> EXCERPT TO READ:
_ _ _

Andretti contests the often-propagated view that not living in Europe and commuting from the States demonstrated a lack of commitment, but what can be quantified is his on-track struggles. Ayrton Senna was always going to be tough to emulate on tracks Andretti didn’t know, but he did himself no favours with a proliferation of incidents. Andretti managed four racing laps from the opening three grands prix and even his Monza peak required others to hit trouble after an early spin dropped him to last.
The nadir was a run of six races qualifying outside the top 10 in an MP4/8 Senna took to five wins. Andretti’s replacement, Mika Hakkinen, immediately showed what McLaren had missed, outqualifying the Brazilian in Estoril.

_ _ _

> EXCERPTED DATA:
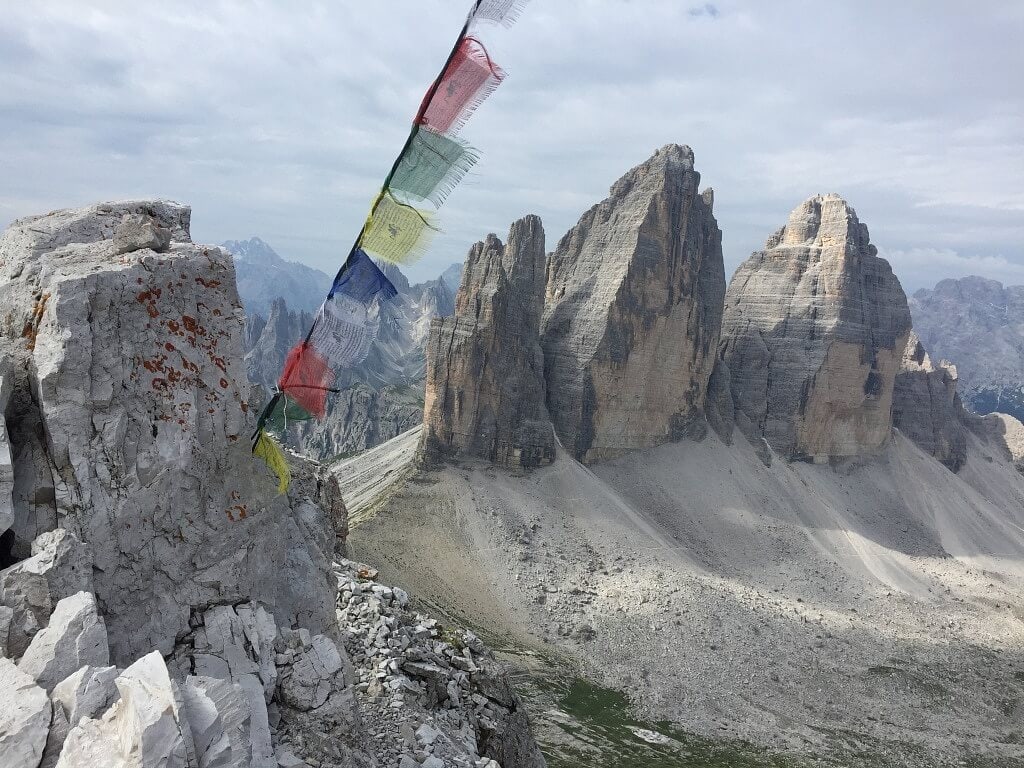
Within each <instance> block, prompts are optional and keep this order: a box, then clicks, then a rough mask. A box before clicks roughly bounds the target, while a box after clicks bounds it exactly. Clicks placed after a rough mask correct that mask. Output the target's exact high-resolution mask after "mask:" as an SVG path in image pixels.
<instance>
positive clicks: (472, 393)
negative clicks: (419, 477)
mask: <svg viewBox="0 0 1024 768" xmlns="http://www.w3.org/2000/svg"><path fill="white" fill-rule="evenodd" d="M544 264H545V254H544V227H543V226H542V225H541V220H540V219H539V218H538V217H537V216H526V217H525V218H523V219H520V220H519V221H516V222H515V223H513V224H512V228H511V229H510V230H509V236H508V241H507V243H505V244H503V243H502V242H501V241H500V240H499V239H498V238H497V236H494V234H490V236H488V237H487V239H486V240H485V241H483V242H481V243H477V244H476V245H474V246H473V247H472V249H470V252H469V256H468V258H467V259H466V266H465V268H464V270H463V274H462V285H461V287H460V289H459V294H458V296H457V298H456V307H455V314H454V315H453V316H451V317H438V318H436V319H434V321H433V323H432V325H431V328H430V339H429V342H428V344H427V377H426V394H425V398H424V433H423V451H424V454H425V456H426V457H427V458H428V459H431V458H438V457H460V456H464V457H476V458H481V459H485V460H487V461H492V462H495V463H497V464H501V465H505V466H517V467H534V466H538V465H541V464H546V463H549V462H550V461H551V460H552V458H553V457H554V434H553V432H552V428H551V423H550V422H549V420H548V413H547V410H546V408H545V382H544V355H543V352H542V350H541V344H540V324H541V311H542V308H543V302H544Z"/></svg>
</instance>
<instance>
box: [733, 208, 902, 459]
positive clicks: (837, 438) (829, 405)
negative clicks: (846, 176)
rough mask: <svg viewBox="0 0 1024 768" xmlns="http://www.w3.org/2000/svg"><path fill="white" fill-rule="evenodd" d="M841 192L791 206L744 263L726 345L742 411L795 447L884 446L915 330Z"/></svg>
mask: <svg viewBox="0 0 1024 768" xmlns="http://www.w3.org/2000/svg"><path fill="white" fill-rule="evenodd" d="M877 254H878V251H877V249H876V248H874V246H872V245H871V244H870V243H869V241H868V232H867V227H866V226H865V225H864V224H862V223H861V222H860V221H859V220H858V219H857V215H856V212H855V211H854V210H853V209H852V208H850V206H849V205H847V203H846V202H845V201H844V200H843V199H842V198H840V197H839V196H836V195H824V196H816V197H814V198H811V199H809V200H807V201H806V202H804V203H802V204H801V205H800V206H798V207H797V208H796V210H794V211H793V213H791V214H790V220H788V222H787V223H786V225H785V226H784V227H782V228H781V229H779V230H778V231H777V232H776V233H775V234H773V236H772V237H771V238H769V239H768V242H767V244H766V246H765V250H764V251H759V252H757V253H755V254H754V255H753V256H751V258H749V259H748V260H746V261H745V262H743V263H742V264H741V265H740V267H739V268H738V269H737V270H736V273H735V274H734V275H733V278H732V281H731V282H730V284H729V290H728V292H727V293H726V300H725V315H724V319H723V327H722V345H723V349H722V353H723V358H724V359H725V361H726V364H727V365H728V367H729V376H730V380H731V389H732V397H733V400H734V404H735V410H736V423H737V425H738V426H739V427H740V428H741V429H742V430H743V431H744V432H745V433H746V435H748V436H749V437H751V438H752V439H754V440H756V439H760V438H761V437H764V438H765V439H766V440H767V441H768V442H769V443H770V445H771V446H772V447H773V449H774V450H775V451H777V452H779V453H781V454H782V455H783V456H786V457H790V458H801V457H805V458H813V459H815V460H824V459H827V458H829V457H847V456H859V455H865V454H871V453H873V452H877V451H878V450H879V449H880V447H881V446H882V445H883V444H884V443H885V442H886V440H888V439H889V435H890V432H891V426H892V421H891V410H892V397H893V385H894V380H895V377H896V373H897V371H898V370H899V367H900V362H901V360H902V358H903V350H904V349H905V347H906V340H907V336H908V334H909V331H910V313H909V310H908V309H907V305H906V297H905V295H904V294H903V289H902V288H901V287H900V284H899V281H898V280H897V279H896V276H895V275H894V274H893V272H892V269H891V268H890V266H889V263H888V262H887V261H886V260H885V259H882V258H879V256H878V255H877Z"/></svg>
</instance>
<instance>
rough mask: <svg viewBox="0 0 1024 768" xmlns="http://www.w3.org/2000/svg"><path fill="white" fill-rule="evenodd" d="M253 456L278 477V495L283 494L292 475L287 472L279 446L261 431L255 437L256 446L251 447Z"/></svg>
mask: <svg viewBox="0 0 1024 768" xmlns="http://www.w3.org/2000/svg"><path fill="white" fill-rule="evenodd" d="M253 456H258V457H259V458H260V459H262V460H263V463H264V464H266V466H268V467H269V468H270V470H271V471H272V472H273V473H274V474H275V475H278V494H284V493H286V492H287V490H288V486H289V484H290V483H291V481H292V473H291V472H290V471H289V470H288V460H287V459H285V453H284V452H283V451H282V450H281V445H279V444H278V442H276V441H275V440H274V439H273V438H272V437H271V436H270V435H268V434H267V433H266V432H264V431H263V430H262V429H261V430H260V431H259V435H257V437H256V445H255V446H254V447H253Z"/></svg>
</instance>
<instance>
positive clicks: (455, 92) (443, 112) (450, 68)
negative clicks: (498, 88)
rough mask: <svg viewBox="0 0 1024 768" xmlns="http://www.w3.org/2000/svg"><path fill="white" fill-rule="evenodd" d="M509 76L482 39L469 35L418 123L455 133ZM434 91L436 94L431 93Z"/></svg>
mask: <svg viewBox="0 0 1024 768" xmlns="http://www.w3.org/2000/svg"><path fill="white" fill-rule="evenodd" d="M504 79H505V72H504V71H503V70H502V69H501V68H500V67H498V65H496V63H495V62H494V61H492V60H490V56H488V55H487V49H486V48H484V47H483V45H482V44H481V43H480V41H479V40H477V39H476V38H472V37H466V38H463V39H462V42H461V43H459V47H458V48H457V49H456V52H455V55H453V56H452V60H451V61H450V62H449V66H447V67H446V68H445V69H444V73H443V74H442V75H441V76H440V79H439V82H438V84H437V87H436V89H434V88H431V91H428V93H427V97H426V98H424V100H423V103H422V104H421V105H420V113H419V115H417V116H416V122H417V123H420V124H422V125H426V126H429V127H431V128H433V129H434V130H435V131H437V132H438V133H454V132H456V131H458V130H459V129H460V128H462V126H463V125H465V123H466V121H467V120H468V119H469V116H470V115H472V114H473V111H474V110H475V109H476V108H477V106H479V105H480V104H481V103H482V102H483V99H485V98H486V97H487V96H489V95H490V94H492V93H493V92H494V90H495V88H497V87H498V85H499V84H500V83H501V82H502V80H504ZM431 92H432V95H431Z"/></svg>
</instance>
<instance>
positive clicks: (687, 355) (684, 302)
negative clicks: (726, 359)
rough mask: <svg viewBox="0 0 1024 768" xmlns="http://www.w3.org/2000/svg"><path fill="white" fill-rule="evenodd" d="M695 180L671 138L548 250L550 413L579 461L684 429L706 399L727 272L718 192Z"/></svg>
mask: <svg viewBox="0 0 1024 768" xmlns="http://www.w3.org/2000/svg"><path fill="white" fill-rule="evenodd" d="M699 183H700V174H698V173H697V172H696V171H694V170H693V151H692V150H690V148H689V147H688V146H679V145H677V144H669V145H668V146H664V147H663V148H660V150H658V151H657V152H656V153H655V154H654V156H653V157H652V158H650V159H649V160H648V161H647V162H645V163H643V164H642V165H640V166H638V167H636V168H634V169H633V170H631V171H629V172H628V173H627V174H626V175H625V176H623V177H622V178H621V179H618V181H616V182H615V183H614V184H613V185H612V187H611V190H610V194H609V197H608V198H607V199H606V200H604V201H602V202H601V203H599V204H597V205H596V206H594V207H593V208H591V209H590V210H589V211H588V212H587V213H586V214H584V216H583V218H581V219H580V222H579V223H578V224H577V225H575V226H574V227H572V228H571V229H570V230H569V231H568V232H567V233H566V234H565V237H563V238H562V239H561V241H560V242H559V243H558V247H557V248H556V249H555V251H554V253H552V254H551V255H550V257H549V259H548V274H547V291H546V303H545V310H544V319H543V325H542V344H543V346H544V362H545V373H546V378H547V383H548V410H549V411H550V413H551V417H552V419H553V421H554V424H555V429H556V431H557V432H558V436H559V437H560V438H561V441H562V443H563V445H564V446H565V449H566V450H567V451H569V453H571V454H572V455H573V456H575V457H577V458H578V459H580V460H581V461H599V460H602V459H608V458H612V457H614V456H617V455H620V454H622V453H623V452H625V451H629V450H633V449H643V447H650V446H652V445H656V444H658V443H662V442H665V441H667V440H671V439H674V438H677V437H679V436H681V435H682V433H683V431H684V429H685V427H686V425H687V424H688V423H689V421H690V420H691V419H693V418H694V417H696V416H698V415H699V413H700V411H701V409H702V407H703V397H705V393H706V390H707V387H708V379H709V377H710V376H711V372H712V369H713V367H714V362H715V352H716V349H717V347H718V342H719V331H720V327H721V317H722V298H723V295H724V292H725V271H724V267H723V263H722V233H721V231H720V230H719V228H718V224H717V222H716V221H715V217H714V215H713V214H712V203H713V194H712V191H711V190H710V189H708V190H707V191H705V193H703V194H699V193H698V190H697V189H698V185H699Z"/></svg>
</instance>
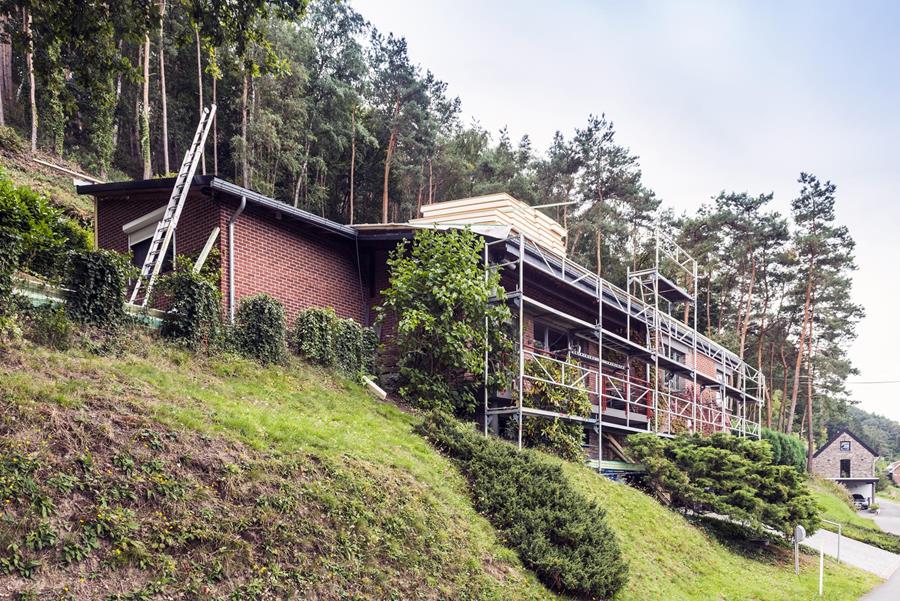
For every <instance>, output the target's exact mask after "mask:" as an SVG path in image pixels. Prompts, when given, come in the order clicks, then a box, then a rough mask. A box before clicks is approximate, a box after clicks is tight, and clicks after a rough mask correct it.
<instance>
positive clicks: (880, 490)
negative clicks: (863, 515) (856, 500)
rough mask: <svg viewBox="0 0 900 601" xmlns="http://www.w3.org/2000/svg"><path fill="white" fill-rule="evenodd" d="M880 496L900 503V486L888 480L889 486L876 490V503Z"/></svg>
mask: <svg viewBox="0 0 900 601" xmlns="http://www.w3.org/2000/svg"><path fill="white" fill-rule="evenodd" d="M879 498H883V499H887V500H889V501H894V502H895V503H900V486H897V485H896V484H891V483H890V482H888V485H887V488H885V489H884V490H879V491H876V492H875V499H876V503H877V502H878V499H879Z"/></svg>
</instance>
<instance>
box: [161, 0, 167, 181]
mask: <svg viewBox="0 0 900 601" xmlns="http://www.w3.org/2000/svg"><path fill="white" fill-rule="evenodd" d="M165 15H166V0H159V99H160V104H161V106H160V108H161V109H162V145H163V173H169V110H168V107H167V98H166V59H165V50H164V46H165V44H166V38H165V35H164V34H163V22H164V21H165Z"/></svg>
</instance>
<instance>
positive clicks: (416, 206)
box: [416, 181, 425, 217]
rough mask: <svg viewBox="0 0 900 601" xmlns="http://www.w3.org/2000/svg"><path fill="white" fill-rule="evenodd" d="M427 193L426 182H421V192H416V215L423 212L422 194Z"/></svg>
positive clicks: (419, 189) (420, 188)
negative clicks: (425, 186)
mask: <svg viewBox="0 0 900 601" xmlns="http://www.w3.org/2000/svg"><path fill="white" fill-rule="evenodd" d="M424 194H425V182H421V181H420V182H419V192H418V194H416V217H418V216H419V214H420V213H421V212H422V196H423V195H424Z"/></svg>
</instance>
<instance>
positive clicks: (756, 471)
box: [628, 432, 819, 536]
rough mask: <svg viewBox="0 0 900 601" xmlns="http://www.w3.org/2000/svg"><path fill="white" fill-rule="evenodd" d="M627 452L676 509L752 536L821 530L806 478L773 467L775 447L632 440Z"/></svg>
mask: <svg viewBox="0 0 900 601" xmlns="http://www.w3.org/2000/svg"><path fill="white" fill-rule="evenodd" d="M628 449H629V451H630V453H631V455H632V457H633V458H634V460H635V461H636V462H638V463H641V464H643V465H644V468H645V469H646V474H647V478H648V479H649V480H650V482H651V483H652V484H653V486H654V488H656V489H657V490H662V491H665V492H667V493H668V494H669V496H670V498H671V503H672V505H673V506H674V507H678V508H682V509H685V510H688V511H690V512H691V513H694V514H706V513H714V514H720V515H727V516H729V517H730V518H731V519H732V520H733V521H735V522H740V523H742V524H743V526H744V528H745V530H746V532H747V533H748V535H750V536H755V535H756V533H760V532H765V531H766V528H772V529H775V530H778V531H779V532H782V533H784V534H790V532H791V531H792V529H793V528H794V526H795V525H797V524H802V525H803V526H804V527H805V528H806V530H807V532H810V533H811V532H813V531H815V529H816V528H817V527H818V525H819V517H818V510H817V508H816V502H815V500H814V499H813V497H812V495H811V494H810V492H809V489H808V488H807V486H806V474H804V473H801V472H800V471H798V470H796V469H794V468H793V467H792V466H787V465H777V464H775V463H773V459H772V447H771V445H769V444H768V443H766V442H764V441H760V440H750V439H746V438H742V437H739V436H732V435H731V434H725V433H722V432H717V433H715V434H713V435H711V436H699V435H680V436H676V437H675V438H671V439H666V438H662V437H660V436H657V435H656V434H632V435H631V436H629V437H628Z"/></svg>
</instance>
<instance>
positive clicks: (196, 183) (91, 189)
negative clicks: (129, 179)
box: [75, 175, 215, 195]
mask: <svg viewBox="0 0 900 601" xmlns="http://www.w3.org/2000/svg"><path fill="white" fill-rule="evenodd" d="M213 179H215V178H214V177H213V176H212V175H195V176H194V178H193V179H192V180H191V187H192V188H194V187H197V186H207V185H209V183H210V182H211V181H212V180H213ZM173 186H175V178H174V177H161V178H159V179H139V180H134V181H126V182H110V183H108V184H85V185H81V186H75V190H76V191H77V192H78V193H79V194H90V195H96V194H112V193H114V192H141V191H144V190H147V191H150V190H159V189H164V188H168V189H170V190H171V189H172V187H173Z"/></svg>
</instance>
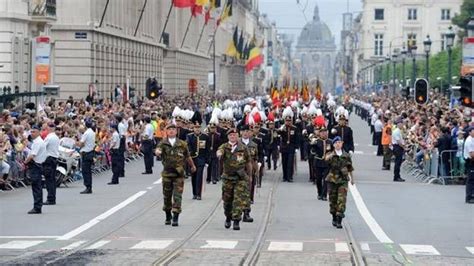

_ _ _

> TASK:
In the text on Andretti at McLaren, above:
(a) How many racing laps did Andretti complete across the opening three grands prix?
(b) For how many races in a row did he qualify outside the top 10?
(c) At which race did his replacement first outqualify Senna?

> REPLY TO THE TASK:
(a) Four.
(b) Six.
(c) Estoril.